Aim:
Copy each of the following rows word for word, keeping every character and line break unchanged.

Source data:
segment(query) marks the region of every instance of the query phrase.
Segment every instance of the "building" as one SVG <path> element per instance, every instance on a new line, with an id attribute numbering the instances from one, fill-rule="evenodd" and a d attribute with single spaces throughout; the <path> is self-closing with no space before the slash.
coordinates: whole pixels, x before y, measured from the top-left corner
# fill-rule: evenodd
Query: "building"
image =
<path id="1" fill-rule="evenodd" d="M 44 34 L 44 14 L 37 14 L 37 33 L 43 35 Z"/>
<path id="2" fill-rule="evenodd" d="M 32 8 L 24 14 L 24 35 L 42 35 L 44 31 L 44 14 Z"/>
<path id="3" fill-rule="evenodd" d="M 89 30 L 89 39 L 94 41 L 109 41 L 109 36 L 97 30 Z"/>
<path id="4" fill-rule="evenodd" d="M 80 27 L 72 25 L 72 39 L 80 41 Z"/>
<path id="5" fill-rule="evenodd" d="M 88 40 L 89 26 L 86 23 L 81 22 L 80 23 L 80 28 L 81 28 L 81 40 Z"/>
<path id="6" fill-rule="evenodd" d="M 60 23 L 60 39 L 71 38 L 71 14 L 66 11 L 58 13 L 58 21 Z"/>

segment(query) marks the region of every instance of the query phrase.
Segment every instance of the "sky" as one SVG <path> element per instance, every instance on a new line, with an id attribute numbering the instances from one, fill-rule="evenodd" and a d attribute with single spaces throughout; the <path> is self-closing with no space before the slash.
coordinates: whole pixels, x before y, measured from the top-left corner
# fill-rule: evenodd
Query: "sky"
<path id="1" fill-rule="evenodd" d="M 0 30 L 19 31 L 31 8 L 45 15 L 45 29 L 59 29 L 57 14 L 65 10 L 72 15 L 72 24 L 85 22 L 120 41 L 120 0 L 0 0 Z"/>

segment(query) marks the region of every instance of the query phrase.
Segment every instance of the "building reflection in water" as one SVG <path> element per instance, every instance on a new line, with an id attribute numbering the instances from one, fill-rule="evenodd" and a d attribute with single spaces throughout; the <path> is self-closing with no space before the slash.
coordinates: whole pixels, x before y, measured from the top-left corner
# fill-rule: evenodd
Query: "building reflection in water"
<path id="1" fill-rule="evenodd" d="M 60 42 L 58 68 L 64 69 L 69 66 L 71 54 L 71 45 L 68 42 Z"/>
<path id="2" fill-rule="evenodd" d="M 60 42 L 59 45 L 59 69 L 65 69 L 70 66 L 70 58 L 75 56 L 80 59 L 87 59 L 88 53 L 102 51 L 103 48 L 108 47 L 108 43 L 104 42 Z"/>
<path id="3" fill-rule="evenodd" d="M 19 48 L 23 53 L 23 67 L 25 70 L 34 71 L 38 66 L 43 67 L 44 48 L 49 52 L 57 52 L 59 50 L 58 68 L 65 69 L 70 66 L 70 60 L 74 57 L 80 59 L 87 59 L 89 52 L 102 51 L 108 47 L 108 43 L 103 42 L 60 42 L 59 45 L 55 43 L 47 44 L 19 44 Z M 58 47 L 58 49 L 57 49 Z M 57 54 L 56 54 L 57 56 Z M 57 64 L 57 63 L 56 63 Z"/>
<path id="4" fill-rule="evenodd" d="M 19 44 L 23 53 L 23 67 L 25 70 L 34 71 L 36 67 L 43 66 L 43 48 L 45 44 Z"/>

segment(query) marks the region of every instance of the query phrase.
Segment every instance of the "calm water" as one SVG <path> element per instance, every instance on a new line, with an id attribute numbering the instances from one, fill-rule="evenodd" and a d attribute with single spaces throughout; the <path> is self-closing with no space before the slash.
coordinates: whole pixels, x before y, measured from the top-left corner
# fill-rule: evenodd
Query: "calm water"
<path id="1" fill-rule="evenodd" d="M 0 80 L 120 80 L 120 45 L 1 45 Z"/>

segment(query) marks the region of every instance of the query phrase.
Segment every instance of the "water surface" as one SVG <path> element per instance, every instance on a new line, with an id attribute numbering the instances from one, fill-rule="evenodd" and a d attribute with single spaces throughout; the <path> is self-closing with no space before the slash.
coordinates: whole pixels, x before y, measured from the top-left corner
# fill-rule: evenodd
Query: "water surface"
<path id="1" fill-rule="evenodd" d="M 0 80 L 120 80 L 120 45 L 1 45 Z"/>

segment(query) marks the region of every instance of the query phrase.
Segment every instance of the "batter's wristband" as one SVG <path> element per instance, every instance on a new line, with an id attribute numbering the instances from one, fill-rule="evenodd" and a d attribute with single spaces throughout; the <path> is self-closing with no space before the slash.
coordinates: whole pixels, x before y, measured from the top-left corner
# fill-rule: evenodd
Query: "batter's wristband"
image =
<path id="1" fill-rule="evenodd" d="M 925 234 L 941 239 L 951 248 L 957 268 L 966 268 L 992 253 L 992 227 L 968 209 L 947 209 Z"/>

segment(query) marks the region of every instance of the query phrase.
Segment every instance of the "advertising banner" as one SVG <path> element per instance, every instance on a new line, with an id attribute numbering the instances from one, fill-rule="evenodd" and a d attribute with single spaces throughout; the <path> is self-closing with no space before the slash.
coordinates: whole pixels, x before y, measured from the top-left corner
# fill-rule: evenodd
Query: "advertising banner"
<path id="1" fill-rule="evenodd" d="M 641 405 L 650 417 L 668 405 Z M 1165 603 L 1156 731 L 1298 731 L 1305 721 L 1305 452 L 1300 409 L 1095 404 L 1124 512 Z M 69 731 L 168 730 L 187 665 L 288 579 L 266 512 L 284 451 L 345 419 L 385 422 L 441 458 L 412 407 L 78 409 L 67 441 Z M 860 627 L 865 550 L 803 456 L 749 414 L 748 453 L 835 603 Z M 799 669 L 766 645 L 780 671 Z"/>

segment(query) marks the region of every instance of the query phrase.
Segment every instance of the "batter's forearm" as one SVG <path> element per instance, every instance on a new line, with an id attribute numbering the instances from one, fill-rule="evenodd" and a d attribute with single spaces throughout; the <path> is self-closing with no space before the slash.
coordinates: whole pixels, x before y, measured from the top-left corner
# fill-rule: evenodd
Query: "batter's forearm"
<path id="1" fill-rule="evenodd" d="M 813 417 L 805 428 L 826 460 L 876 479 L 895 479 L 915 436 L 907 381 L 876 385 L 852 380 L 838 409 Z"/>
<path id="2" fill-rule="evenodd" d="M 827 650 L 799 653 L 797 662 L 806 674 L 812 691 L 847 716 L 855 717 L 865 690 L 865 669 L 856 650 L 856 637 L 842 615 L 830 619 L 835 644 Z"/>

Response below:
segment(query) marks the region of every instance of the query phrase.
Segment every instance of the "building" as one SVG <path> element per instance, every instance on a new line, with an id attribute numbering the instances from one, fill-rule="evenodd" and a d attribute with single spaces throughout; the <path> is self-closing with no space before the slash.
coordinates: whole pixels, x before y, measured from the top-left corner
# fill-rule: evenodd
Query: "building"
image =
<path id="1" fill-rule="evenodd" d="M 44 34 L 44 14 L 37 14 L 37 33 L 43 35 Z"/>
<path id="2" fill-rule="evenodd" d="M 32 8 L 24 14 L 24 35 L 42 35 L 44 31 L 44 14 Z"/>
<path id="3" fill-rule="evenodd" d="M 89 30 L 89 39 L 94 41 L 109 41 L 109 36 L 97 30 Z"/>
<path id="4" fill-rule="evenodd" d="M 80 27 L 72 25 L 72 39 L 80 41 Z"/>
<path id="5" fill-rule="evenodd" d="M 88 40 L 89 26 L 86 23 L 81 22 L 80 23 L 80 28 L 81 28 L 81 40 Z"/>
<path id="6" fill-rule="evenodd" d="M 60 23 L 60 39 L 71 38 L 71 14 L 66 11 L 58 13 L 58 21 Z"/>

segment(query) marks the region of every instance of the query phrase.
Segment every instance of the "sky" as one SVG <path> element per instance, every instance on a new line, with an id attribute numbering the instances from one, fill-rule="evenodd" and a d attribute with single spaces throughout; the <path> is self-closing with no space before the slash.
coordinates: whole pixels, x before y, measured from the top-left corner
# fill-rule: evenodd
Query: "sky"
<path id="1" fill-rule="evenodd" d="M 0 30 L 19 31 L 31 8 L 45 15 L 45 29 L 59 29 L 57 14 L 65 10 L 72 15 L 72 24 L 85 22 L 120 41 L 120 0 L 0 0 Z"/>

segment(query) marks the region of every instance of the query phrase.
Segment every instance of the "building reflection in water" as one SVG <path> element per instance, every instance on a new line, with an id attribute numbering the instances from one, fill-rule="evenodd" and a d attribute with single spaces throughout; the <path> is self-closing with no space before the slash.
coordinates: whole pixels, x before y, measured from the top-left corner
# fill-rule: evenodd
Query: "building reflection in water"
<path id="1" fill-rule="evenodd" d="M 60 42 L 58 68 L 64 69 L 69 66 L 71 54 L 71 45 L 68 42 Z"/>
<path id="2" fill-rule="evenodd" d="M 60 42 L 59 45 L 59 69 L 65 69 L 70 66 L 70 58 L 75 56 L 80 59 L 87 59 L 88 53 L 102 51 L 103 48 L 108 47 L 108 43 L 104 42 Z"/>
<path id="3" fill-rule="evenodd" d="M 19 48 L 23 53 L 23 67 L 25 70 L 34 71 L 38 66 L 43 67 L 44 48 L 49 52 L 57 52 L 59 50 L 58 68 L 65 69 L 70 66 L 70 60 L 74 57 L 80 59 L 87 59 L 89 52 L 102 51 L 108 47 L 108 43 L 103 42 L 60 42 L 59 45 L 55 43 L 47 44 L 19 44 Z M 58 47 L 58 49 L 57 49 Z M 57 54 L 56 54 L 57 56 Z M 57 64 L 57 63 L 56 63 Z"/>
<path id="4" fill-rule="evenodd" d="M 19 44 L 23 53 L 23 67 L 25 70 L 34 71 L 36 67 L 43 66 L 43 48 L 45 44 Z"/>

segment(query) marks the region of every instance of the query phrase.
Segment every instance of the "calm water" as one SVG <path> element per instance, every instance on a new line, with an id attribute numbering the instances from one, fill-rule="evenodd" and a d attribute with single spaces throughout; the <path> is self-closing with no space before the slash.
coordinates: whole pixels, x before y, measured from the top-left corner
# fill-rule: evenodd
Query: "calm water"
<path id="1" fill-rule="evenodd" d="M 0 80 L 120 80 L 120 45 L 1 45 Z"/>

segment(query) marks the region of every instance of the query phrase.
Segment every instance of the "water surface" as one SVG <path> element per instance, every instance on a new line, with an id attribute numbering the instances from one, fill-rule="evenodd" and a d attribute with single spaces throughout; the <path> is self-closing with no space before the slash.
coordinates: whole pixels, x before y, measured from the top-left corner
# fill-rule: evenodd
Query: "water surface"
<path id="1" fill-rule="evenodd" d="M 0 80 L 120 80 L 120 45 L 1 45 Z"/>

segment(query) marks the region of every instance of the query phrase.
Segment every instance of the "batter's wristband" as one SVG <path> element per instance, every instance on a new line, with an id attribute numbering the instances from one, fill-rule="evenodd" and a d attribute with single spaces throughout; the <path> is self-closing with no space before the slash.
coordinates: whole pixels, x before y, measured from the top-left corner
# fill-rule: evenodd
Query: "batter's wristband"
image =
<path id="1" fill-rule="evenodd" d="M 925 234 L 941 239 L 951 248 L 957 268 L 966 268 L 992 253 L 992 227 L 968 209 L 947 209 Z"/>

segment(query) marks the region of every instance of the query phrase.
Segment every instance of the "advertising banner" as one SVG <path> element per instance, every instance on a new line, with an id attribute numbering the instances from one, fill-rule="evenodd" and a d attribute with single spaces throughout; the <path> is self-closing with no space before the slash.
coordinates: whole pixels, x before y, measured from the top-left corner
# fill-rule: evenodd
Query: "advertising banner"
<path id="1" fill-rule="evenodd" d="M 641 405 L 650 417 L 668 405 Z M 1165 603 L 1156 731 L 1298 731 L 1305 721 L 1305 452 L 1300 409 L 1095 404 L 1124 512 Z M 69 731 L 168 730 L 187 665 L 288 579 L 266 512 L 284 451 L 345 419 L 385 422 L 441 458 L 412 407 L 78 409 L 67 441 Z M 860 627 L 865 550 L 803 456 L 749 414 L 748 453 L 835 603 Z M 799 669 L 766 645 L 780 671 Z"/>

segment(query) marks the region of every instance of the query phrase.
Segment every instance of the "batter's forearm" as one SVG <path> element per instance, every instance on a new line, with an id attribute numbering the instances from one, fill-rule="evenodd" and a d attribute with single spaces throughout; the <path> is self-closing with no space before the slash.
coordinates: whole pixels, x before y, measured from the top-left corner
# fill-rule: evenodd
Query: "batter's forearm"
<path id="1" fill-rule="evenodd" d="M 813 417 L 805 428 L 826 460 L 876 479 L 895 479 L 915 436 L 907 381 L 876 385 L 852 380 L 838 409 Z"/>
<path id="2" fill-rule="evenodd" d="M 827 650 L 799 653 L 797 662 L 806 674 L 812 691 L 847 716 L 855 717 L 865 690 L 865 669 L 856 650 L 856 637 L 842 615 L 830 619 L 835 644 Z"/>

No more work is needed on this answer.